[DATA RECORDS — start]
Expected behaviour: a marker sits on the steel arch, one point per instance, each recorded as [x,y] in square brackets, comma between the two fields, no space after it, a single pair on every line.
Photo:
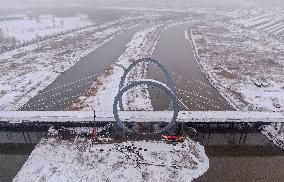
[155,83]
[146,60]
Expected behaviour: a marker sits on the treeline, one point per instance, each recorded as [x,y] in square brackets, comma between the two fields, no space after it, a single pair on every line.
[9,44]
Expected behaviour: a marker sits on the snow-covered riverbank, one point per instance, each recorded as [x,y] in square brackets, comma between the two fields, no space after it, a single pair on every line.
[28,70]
[106,86]
[61,160]
[241,60]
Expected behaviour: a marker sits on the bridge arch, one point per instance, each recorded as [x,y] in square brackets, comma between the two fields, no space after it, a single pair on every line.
[154,83]
[145,60]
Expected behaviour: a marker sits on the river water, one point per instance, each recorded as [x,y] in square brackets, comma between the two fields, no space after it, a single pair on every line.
[233,155]
[193,90]
[80,76]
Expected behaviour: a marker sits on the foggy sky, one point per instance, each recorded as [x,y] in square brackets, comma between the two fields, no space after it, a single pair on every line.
[141,3]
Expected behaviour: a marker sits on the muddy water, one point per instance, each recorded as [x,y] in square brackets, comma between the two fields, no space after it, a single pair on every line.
[193,90]
[236,156]
[80,76]
[233,156]
[15,148]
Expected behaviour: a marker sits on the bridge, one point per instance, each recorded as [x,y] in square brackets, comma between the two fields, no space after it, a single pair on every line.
[83,118]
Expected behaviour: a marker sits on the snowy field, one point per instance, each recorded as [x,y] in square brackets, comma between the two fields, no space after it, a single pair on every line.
[77,160]
[245,65]
[28,70]
[241,53]
[142,45]
[30,26]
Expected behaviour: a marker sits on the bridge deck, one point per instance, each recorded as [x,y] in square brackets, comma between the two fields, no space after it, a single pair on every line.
[138,116]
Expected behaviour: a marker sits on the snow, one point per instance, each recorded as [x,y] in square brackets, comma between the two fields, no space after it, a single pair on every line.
[49,58]
[80,160]
[273,134]
[141,46]
[243,59]
[27,28]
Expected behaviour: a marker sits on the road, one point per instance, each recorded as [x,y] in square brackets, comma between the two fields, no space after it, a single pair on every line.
[69,85]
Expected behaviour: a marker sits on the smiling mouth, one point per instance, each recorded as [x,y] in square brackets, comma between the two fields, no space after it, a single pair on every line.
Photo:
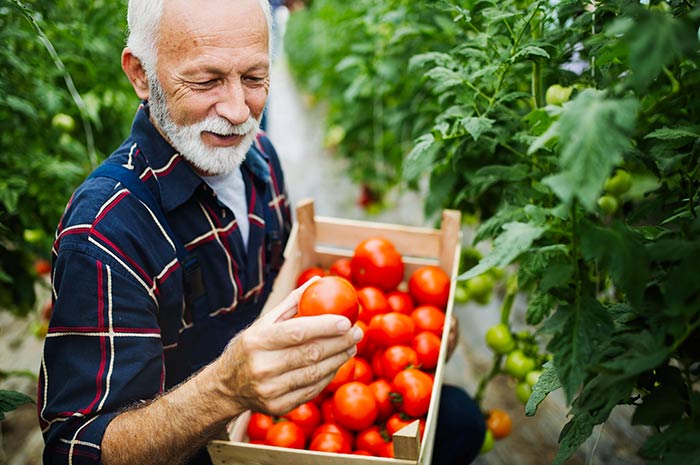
[221,139]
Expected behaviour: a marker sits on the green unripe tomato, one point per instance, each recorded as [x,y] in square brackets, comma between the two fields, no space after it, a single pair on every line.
[499,339]
[532,377]
[523,391]
[608,204]
[619,183]
[488,443]
[461,293]
[557,94]
[480,288]
[518,364]
[63,122]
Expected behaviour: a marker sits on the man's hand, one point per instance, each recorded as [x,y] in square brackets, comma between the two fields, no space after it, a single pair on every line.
[280,361]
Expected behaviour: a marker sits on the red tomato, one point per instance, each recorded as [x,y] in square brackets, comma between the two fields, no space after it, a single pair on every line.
[372,302]
[327,410]
[370,439]
[389,329]
[428,318]
[363,371]
[381,389]
[376,262]
[341,267]
[376,363]
[334,427]
[309,273]
[397,358]
[354,406]
[330,295]
[400,301]
[342,376]
[427,346]
[330,442]
[285,434]
[258,425]
[430,285]
[307,416]
[414,388]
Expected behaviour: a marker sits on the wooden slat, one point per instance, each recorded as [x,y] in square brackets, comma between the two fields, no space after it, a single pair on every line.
[228,453]
[407,442]
[408,240]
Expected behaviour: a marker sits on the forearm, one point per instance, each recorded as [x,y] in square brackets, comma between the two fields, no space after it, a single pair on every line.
[171,428]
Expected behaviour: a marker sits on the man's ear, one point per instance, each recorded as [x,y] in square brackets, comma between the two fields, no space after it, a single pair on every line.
[136,73]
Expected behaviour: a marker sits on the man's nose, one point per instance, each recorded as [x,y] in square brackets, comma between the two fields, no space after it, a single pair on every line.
[232,104]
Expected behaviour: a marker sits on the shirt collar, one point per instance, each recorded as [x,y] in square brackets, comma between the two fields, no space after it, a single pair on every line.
[177,181]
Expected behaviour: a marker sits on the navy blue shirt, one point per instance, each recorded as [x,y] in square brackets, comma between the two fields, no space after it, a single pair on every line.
[129,322]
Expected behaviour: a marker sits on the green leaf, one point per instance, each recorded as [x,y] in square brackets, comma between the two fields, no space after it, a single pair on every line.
[475,126]
[420,158]
[515,239]
[593,132]
[546,383]
[618,250]
[10,400]
[528,52]
[578,331]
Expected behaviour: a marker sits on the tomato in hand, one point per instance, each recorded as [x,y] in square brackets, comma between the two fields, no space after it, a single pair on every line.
[427,347]
[414,389]
[430,285]
[354,406]
[381,389]
[309,273]
[393,328]
[286,434]
[397,358]
[499,423]
[330,295]
[341,267]
[372,302]
[376,262]
[307,416]
[428,318]
[330,442]
[258,425]
[400,301]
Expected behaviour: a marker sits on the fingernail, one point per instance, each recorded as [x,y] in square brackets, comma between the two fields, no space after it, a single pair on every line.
[357,334]
[343,324]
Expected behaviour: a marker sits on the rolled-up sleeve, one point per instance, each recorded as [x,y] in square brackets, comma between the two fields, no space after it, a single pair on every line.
[103,353]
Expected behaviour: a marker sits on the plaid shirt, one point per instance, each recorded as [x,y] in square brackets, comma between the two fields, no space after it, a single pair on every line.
[127,322]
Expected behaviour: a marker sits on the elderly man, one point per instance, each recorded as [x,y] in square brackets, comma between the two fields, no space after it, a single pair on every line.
[166,254]
[169,252]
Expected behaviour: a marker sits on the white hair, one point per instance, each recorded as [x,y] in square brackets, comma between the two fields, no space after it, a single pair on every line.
[143,18]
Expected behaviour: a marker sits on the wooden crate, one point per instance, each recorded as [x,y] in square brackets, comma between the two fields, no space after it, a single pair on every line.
[318,241]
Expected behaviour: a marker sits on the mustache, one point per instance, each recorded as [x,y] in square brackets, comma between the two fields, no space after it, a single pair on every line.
[221,126]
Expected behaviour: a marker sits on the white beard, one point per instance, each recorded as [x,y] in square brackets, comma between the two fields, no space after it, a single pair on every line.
[188,141]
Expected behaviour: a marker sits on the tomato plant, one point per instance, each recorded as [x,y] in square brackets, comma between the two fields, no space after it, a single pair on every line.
[330,294]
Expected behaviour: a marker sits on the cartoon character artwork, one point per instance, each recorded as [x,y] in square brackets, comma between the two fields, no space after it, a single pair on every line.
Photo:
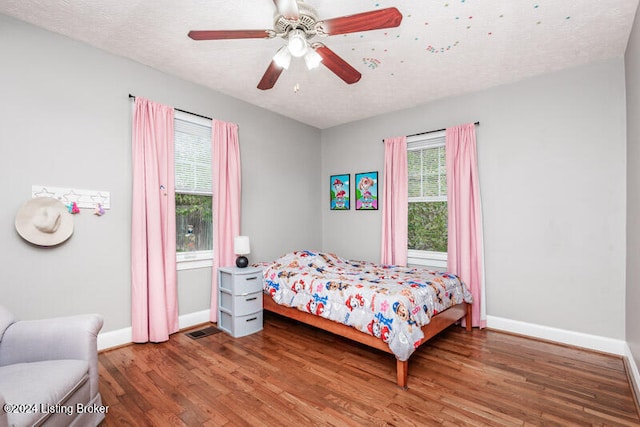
[403,313]
[380,327]
[298,286]
[317,304]
[340,192]
[355,301]
[367,191]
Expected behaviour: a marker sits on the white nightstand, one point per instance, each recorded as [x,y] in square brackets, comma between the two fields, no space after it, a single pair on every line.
[240,300]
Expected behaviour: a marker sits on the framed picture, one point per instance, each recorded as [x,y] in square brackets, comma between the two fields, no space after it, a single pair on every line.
[367,191]
[339,192]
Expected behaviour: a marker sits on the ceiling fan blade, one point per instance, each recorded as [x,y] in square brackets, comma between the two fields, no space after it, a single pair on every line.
[337,65]
[231,34]
[374,20]
[270,76]
[288,9]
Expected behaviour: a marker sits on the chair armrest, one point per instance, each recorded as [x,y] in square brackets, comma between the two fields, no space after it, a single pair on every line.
[73,337]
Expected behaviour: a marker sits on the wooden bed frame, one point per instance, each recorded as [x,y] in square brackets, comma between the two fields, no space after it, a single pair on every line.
[438,323]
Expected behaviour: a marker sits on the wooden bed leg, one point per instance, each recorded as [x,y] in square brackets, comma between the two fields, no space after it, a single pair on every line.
[402,371]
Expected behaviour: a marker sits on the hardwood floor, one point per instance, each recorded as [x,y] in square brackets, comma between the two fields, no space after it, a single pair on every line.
[293,374]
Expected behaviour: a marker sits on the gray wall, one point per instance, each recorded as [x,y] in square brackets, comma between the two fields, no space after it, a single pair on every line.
[632,63]
[552,177]
[65,120]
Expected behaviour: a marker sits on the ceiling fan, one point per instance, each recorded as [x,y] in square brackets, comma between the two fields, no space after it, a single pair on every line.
[297,23]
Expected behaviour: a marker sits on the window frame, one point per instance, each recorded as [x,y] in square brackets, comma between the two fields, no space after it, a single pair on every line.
[194,259]
[432,259]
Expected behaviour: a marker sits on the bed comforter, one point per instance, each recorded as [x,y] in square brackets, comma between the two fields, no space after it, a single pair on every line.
[386,301]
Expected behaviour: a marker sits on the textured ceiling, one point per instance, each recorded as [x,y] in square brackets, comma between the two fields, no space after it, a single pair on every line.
[442,47]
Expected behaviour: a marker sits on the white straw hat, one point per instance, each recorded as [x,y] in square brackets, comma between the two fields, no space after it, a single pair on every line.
[44,221]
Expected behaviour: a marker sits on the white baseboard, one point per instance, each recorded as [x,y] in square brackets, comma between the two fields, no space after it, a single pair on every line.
[123,336]
[634,374]
[578,339]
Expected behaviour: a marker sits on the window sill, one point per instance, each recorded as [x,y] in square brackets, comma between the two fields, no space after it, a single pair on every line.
[193,260]
[434,260]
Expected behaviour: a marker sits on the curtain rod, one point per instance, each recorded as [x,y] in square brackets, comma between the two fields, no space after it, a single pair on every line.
[431,131]
[182,111]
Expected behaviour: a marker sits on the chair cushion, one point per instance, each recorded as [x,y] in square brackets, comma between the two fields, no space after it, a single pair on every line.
[6,319]
[43,385]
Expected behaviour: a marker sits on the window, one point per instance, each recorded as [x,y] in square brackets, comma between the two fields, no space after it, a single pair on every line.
[428,215]
[194,192]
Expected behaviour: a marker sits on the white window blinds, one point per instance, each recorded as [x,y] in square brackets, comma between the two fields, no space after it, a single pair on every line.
[192,155]
[427,168]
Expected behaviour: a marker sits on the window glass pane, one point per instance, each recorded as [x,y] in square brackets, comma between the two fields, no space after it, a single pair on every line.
[192,157]
[427,227]
[414,163]
[194,223]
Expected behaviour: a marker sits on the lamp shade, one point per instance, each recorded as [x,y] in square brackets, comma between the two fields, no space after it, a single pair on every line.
[241,245]
[297,43]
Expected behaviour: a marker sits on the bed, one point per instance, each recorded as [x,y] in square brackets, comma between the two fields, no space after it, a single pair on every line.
[391,308]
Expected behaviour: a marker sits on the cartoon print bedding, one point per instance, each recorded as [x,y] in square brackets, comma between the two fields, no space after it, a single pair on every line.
[387,301]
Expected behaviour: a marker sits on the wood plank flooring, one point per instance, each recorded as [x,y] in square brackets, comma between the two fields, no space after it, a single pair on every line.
[293,374]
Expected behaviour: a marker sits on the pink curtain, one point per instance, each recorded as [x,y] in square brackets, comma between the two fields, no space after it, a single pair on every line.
[465,256]
[395,205]
[226,200]
[154,300]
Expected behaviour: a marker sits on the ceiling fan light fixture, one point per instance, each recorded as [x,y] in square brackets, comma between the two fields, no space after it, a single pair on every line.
[312,59]
[297,43]
[283,58]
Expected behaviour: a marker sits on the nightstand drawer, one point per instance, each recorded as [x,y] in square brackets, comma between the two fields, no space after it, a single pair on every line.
[239,326]
[241,284]
[241,304]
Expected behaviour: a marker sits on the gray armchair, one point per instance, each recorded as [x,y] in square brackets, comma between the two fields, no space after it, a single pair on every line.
[49,371]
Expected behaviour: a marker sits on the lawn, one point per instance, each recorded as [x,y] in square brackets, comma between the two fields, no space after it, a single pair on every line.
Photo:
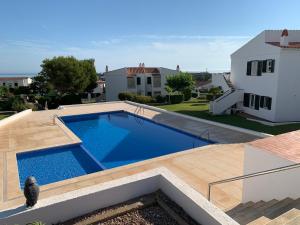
[2,116]
[199,108]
[DATA RECORDS — finish]
▶ **WHAT IS NEEDED**: Please write out exactly the lines starting at the one that contains "Expected behaviour: a marker sits on the gray armchair, one" and ending with the final line of the entries, both ends included. Do not write out any pictures.

▶ **RESPONSE TO THE TASK**:
Expected behaviour: a marker sits on the gray armchair, one point per instance, each recorded as [x,y] in square brackets, comma between the two fields, no space after it, a single pair on every line.
[49,371]
Expected behaviour: a marker sits on the lawn, one point per instance, each recorded as [x,y] in square brackets, comma between the two fields, no space after it, a single pair on every line.
Photo:
[2,116]
[199,108]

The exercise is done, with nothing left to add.